+++ Entries +++
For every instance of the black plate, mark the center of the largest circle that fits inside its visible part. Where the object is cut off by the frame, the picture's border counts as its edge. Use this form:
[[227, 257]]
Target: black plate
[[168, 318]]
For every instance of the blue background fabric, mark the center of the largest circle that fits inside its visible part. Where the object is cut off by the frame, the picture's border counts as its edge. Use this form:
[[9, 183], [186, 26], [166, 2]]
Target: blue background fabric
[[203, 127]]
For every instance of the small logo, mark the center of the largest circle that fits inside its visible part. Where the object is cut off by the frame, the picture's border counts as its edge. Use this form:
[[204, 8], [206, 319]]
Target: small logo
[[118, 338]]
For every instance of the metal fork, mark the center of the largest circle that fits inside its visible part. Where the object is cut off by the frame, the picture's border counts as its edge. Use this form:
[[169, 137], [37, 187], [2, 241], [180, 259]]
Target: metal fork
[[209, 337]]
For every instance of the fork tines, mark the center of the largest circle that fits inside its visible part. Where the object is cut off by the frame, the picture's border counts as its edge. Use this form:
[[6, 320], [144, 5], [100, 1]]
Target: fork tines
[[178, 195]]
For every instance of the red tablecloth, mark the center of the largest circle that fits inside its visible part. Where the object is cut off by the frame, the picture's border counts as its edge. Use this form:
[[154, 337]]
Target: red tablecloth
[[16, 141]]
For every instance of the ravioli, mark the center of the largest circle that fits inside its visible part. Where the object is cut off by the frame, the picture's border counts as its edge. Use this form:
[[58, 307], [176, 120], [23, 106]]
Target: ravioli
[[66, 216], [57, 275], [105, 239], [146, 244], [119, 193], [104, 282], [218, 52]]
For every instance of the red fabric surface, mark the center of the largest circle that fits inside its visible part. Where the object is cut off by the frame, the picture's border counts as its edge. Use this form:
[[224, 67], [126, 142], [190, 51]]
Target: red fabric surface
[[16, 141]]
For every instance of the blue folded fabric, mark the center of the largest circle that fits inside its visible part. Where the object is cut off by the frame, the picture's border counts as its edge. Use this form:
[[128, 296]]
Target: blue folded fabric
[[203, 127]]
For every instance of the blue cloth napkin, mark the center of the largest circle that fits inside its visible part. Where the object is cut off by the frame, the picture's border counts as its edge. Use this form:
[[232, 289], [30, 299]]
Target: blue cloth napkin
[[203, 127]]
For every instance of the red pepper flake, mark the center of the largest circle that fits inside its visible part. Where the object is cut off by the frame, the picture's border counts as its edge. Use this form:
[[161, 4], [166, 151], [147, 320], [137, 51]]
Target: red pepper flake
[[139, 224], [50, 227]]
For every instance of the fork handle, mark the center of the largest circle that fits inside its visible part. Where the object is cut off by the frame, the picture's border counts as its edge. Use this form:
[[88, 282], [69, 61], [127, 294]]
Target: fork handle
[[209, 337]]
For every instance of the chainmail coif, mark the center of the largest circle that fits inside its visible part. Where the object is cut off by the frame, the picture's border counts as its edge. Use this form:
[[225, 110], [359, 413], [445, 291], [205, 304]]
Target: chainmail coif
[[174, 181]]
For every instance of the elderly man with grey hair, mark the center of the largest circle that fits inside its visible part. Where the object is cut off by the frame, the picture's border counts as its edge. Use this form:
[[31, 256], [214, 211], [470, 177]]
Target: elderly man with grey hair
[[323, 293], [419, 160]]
+++
Reproduce the listing above with every occurrence of "largest circle" switched to "biggest circle". Leave all other text unchanged.

Answer for the task.
For every instance of the black plate, mark the center of the biggest circle that fits inside its visible part. Where the object is cut off by the frame, the picture's border counts as its edge. Use this form:
[[227, 257]]
Target: black plate
[[168, 318]]
For every instance of the blue background fabric, mark the center of the biggest circle that fits inside its visible part. Where the object is cut off by the frame, the picture's border counts as its edge. Use this form:
[[9, 183], [186, 26], [166, 2]]
Target: blue background fabric
[[203, 127]]
For every instance of the small logo, mark the center of the biggest circle that fits inside its visible part. Where the object is cut off by the frame, the picture's border counts as its edge. Use this form:
[[204, 8], [206, 319]]
Target: small logo
[[118, 338]]
For every instance of the metal fork, mark the center of the biggest circle that fits inside its visible part. Where the object is cut off by the frame, the picture's border counts as its edge. Use this form:
[[169, 137], [37, 187], [2, 241], [180, 259]]
Target: metal fork
[[209, 337]]
For every instance of the fork tines, mark the center of the biggest circle that fits inside its visible part. Where the object is cut off by the frame, the picture's border counts as its edge. Use this form:
[[6, 320], [144, 5], [100, 1]]
Target: fork tines
[[178, 195]]
For every instance of the red tablecloth, mark the center of the biggest circle that fits inside its visible part. Where the object is cut off by the frame, the picture's border counts as its edge. Use this form:
[[154, 337]]
Target: red tablecloth
[[16, 141]]
For every instance of the ravioli, mark the center of the biggest circle that fits inside its visible part. Where the object is cut off by the frame, the picture's border counts as its edge. Use this form:
[[58, 307], [176, 120], [23, 106]]
Target: ravioli
[[66, 216], [57, 275], [105, 239], [146, 244], [119, 193], [104, 282], [218, 52]]
For every instance of the red fabric surface, mark the center of the biggest circle that fits inside its visible part. Where the object is cut off by the frame, the picture's border counts as its edge. Use this form:
[[224, 67], [126, 142], [190, 51]]
Target: red fabric surface
[[16, 141]]
For every instance of the blue folded fabric, mark the center of the biggest circle that fits inside its visible part. Where the object is cut off by the frame, the picture's border counts as its edge. Use this form:
[[128, 296]]
Target: blue folded fabric
[[203, 127]]
For every instance of the blue cloth napkin, mark the center of the biggest circle that fits inside its visible part. Where the object is cut off by the frame, the picture's border counts as its edge. Use this form:
[[232, 289], [30, 299]]
Target: blue cloth napkin
[[203, 127]]
For every instance of the red pepper flake, mark the center of the biggest circle that fits inside its visible part. Where the object is cut off by the frame, the picture's border counts as its edge. Use this form:
[[161, 4], [166, 151], [147, 320], [137, 51]]
Target: red pepper flake
[[139, 224], [50, 227]]
For every instance of the fork handle, mark the center of the biggest circle that fits inside its visible part. Where the object is cut off by the frame, the picture's border counts as its edge. Use this form:
[[88, 282], [69, 61], [127, 294]]
Target: fork handle
[[209, 337]]
For every instance of the chainmail coif, mark the center of the biggest circle that fits inside its visible part. Where the object is cut off by the frame, the picture's border counts as its edge. Use this form:
[[225, 110], [359, 413], [445, 291], [205, 304]]
Target: chainmail coif
[[174, 181]]
For every instance of the elderly man with grey hair, mark the center of the biggest circle that fits inside its visible part. Where the object is cut off by the frame, the picture's border counts as its edge. Use this form:
[[31, 256], [214, 211], [470, 177]]
Target: elderly man with grey hair
[[323, 293], [419, 160]]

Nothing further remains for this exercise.